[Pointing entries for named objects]
===

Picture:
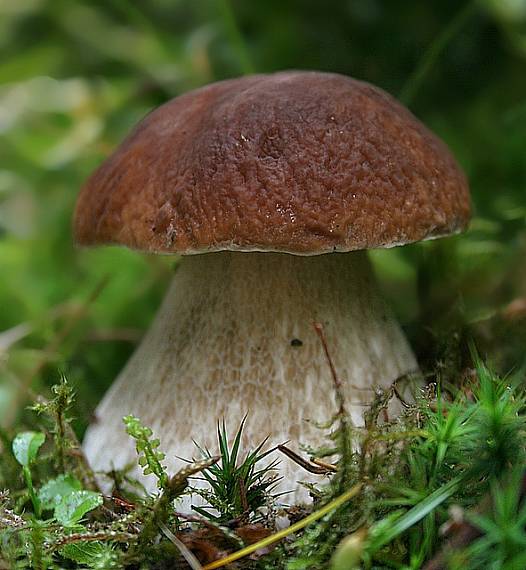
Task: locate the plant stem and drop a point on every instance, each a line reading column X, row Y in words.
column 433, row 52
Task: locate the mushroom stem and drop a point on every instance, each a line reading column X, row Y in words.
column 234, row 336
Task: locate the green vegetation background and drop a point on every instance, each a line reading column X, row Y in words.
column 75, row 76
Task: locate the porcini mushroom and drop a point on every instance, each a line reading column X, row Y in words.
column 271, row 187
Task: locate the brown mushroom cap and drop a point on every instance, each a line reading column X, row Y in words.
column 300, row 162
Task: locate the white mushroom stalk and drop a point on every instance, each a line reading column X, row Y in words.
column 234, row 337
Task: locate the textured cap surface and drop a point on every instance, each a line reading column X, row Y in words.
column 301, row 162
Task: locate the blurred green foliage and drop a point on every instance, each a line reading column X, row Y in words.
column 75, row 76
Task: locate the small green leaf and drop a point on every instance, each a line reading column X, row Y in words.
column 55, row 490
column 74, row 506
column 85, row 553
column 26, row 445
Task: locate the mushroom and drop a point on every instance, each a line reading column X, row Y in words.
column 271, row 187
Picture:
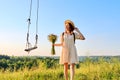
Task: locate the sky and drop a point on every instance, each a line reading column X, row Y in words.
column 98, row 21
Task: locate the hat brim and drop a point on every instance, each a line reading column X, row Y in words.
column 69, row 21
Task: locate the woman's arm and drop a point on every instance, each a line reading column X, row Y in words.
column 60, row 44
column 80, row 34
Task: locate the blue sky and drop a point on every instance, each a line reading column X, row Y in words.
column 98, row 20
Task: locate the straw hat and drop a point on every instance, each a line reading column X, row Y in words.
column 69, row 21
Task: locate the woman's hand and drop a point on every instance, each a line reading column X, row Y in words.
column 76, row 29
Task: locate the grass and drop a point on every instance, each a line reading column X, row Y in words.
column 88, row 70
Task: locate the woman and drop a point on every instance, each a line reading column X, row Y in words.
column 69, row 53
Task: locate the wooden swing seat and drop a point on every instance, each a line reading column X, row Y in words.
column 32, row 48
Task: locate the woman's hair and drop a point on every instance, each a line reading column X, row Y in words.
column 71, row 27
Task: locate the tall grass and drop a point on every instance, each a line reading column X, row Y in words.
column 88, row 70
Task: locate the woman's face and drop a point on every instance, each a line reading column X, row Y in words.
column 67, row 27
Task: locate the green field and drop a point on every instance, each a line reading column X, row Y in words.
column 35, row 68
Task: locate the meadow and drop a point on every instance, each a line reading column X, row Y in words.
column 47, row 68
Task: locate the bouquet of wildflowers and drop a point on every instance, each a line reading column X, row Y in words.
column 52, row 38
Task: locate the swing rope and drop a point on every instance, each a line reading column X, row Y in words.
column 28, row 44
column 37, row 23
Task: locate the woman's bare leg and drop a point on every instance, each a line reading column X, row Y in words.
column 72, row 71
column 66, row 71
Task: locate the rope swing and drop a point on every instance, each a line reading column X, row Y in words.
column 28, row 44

===

Task description
Can you copy every item above word for word, leaving out the pictures?

Expected answer
Picture:
Task: locate the plant stem and drop a point on every instance, each a line reading column X, row Y in words.
column 433, row 52
Task: locate the mushroom stem and drop a point on every instance, each a line reading column X, row Y in words.
column 234, row 336
Task: locate the green vegetation background and drop a point on every instance, each a line reading column X, row Y in words.
column 75, row 76
Task: locate the porcini mushroom and drop a point on every instance, each a line reading column X, row Y in words.
column 271, row 187
Task: locate the brown mushroom cap and drop a point on every instance, each a line reading column X, row Y in words.
column 300, row 162
Task: locate the white mushroom stalk and drop a point on every instance, each a line reading column X, row Y in words.
column 234, row 337
Task: locate the textured cap surface and drop a point on every instance, each a line reading column X, row Y in words.
column 301, row 162
Task: locate the blurred green foliage and drop a point on every instance, each a line reading column X, row Y in words.
column 75, row 76
Task: locate the small green leaf and drop a point on every instance, each a line reading column X, row Y in words.
column 55, row 490
column 74, row 506
column 85, row 553
column 26, row 445
Task: locate the mushroom and drop a point on every instance, each a line reading column X, row Y in words.
column 271, row 187
Picture:
Task: locate the sky and drop a point on every instance, each a line reading column X, row Y in words.
column 98, row 21
Task: locate the hat brim and drop a point on every instance, each a line reading column X, row Y in words.
column 69, row 21
Task: locate the woman's arm and drop a point on every instance, each a line reading column X, row Y in words.
column 60, row 44
column 80, row 34
Task: locate the blue sky and drop a point on every instance, each a line reading column X, row Y in words.
column 98, row 20
Task: locate the straw hat and drop a point on every instance, each a line reading column X, row Y in words.
column 69, row 21
Task: locate the woman's hand and drop a point on every instance, each a line reading column X, row Y in words.
column 76, row 29
Task: locate the grass and drop a point on every instance, each a line reading column X, row Y in words.
column 88, row 70
Task: locate the woman and drop a point on every instance, each a line reading column X, row Y in words.
column 69, row 53
Task: locate the wooden swing seat and drop a point on every instance, each a line reading column X, row Y in words.
column 32, row 48
Task: locate the woman's hair and drop a point on every instance, each a line reading column X, row Y in words.
column 71, row 27
Task: locate the tall grass and drop a point on every instance, each a line reading column X, row Y in words.
column 88, row 70
Task: locate the woman's face and drop a point on every instance, each a line reading column X, row Y in words.
column 67, row 27
Task: locate the green field and drop a point on every instance, each a line reading column X, row Y in words.
column 35, row 68
Task: locate the meadow and drop a point on every instance, each a line reading column X, row Y in words.
column 47, row 68
Task: locate the bouquet of wildflowers and drop a point on every instance, each a line reading column X, row Y in words.
column 52, row 38
Task: locate the swing rope and drop a point on every instance, each a line reading column X, row Y in words.
column 28, row 44
column 37, row 23
Task: locate the woman's bare leg and drop a point on every instance, each a line reading column X, row Y in words.
column 72, row 71
column 66, row 71
Task: locate the rope swing and drop a point on every instance, each a line reading column X, row Y in words.
column 28, row 44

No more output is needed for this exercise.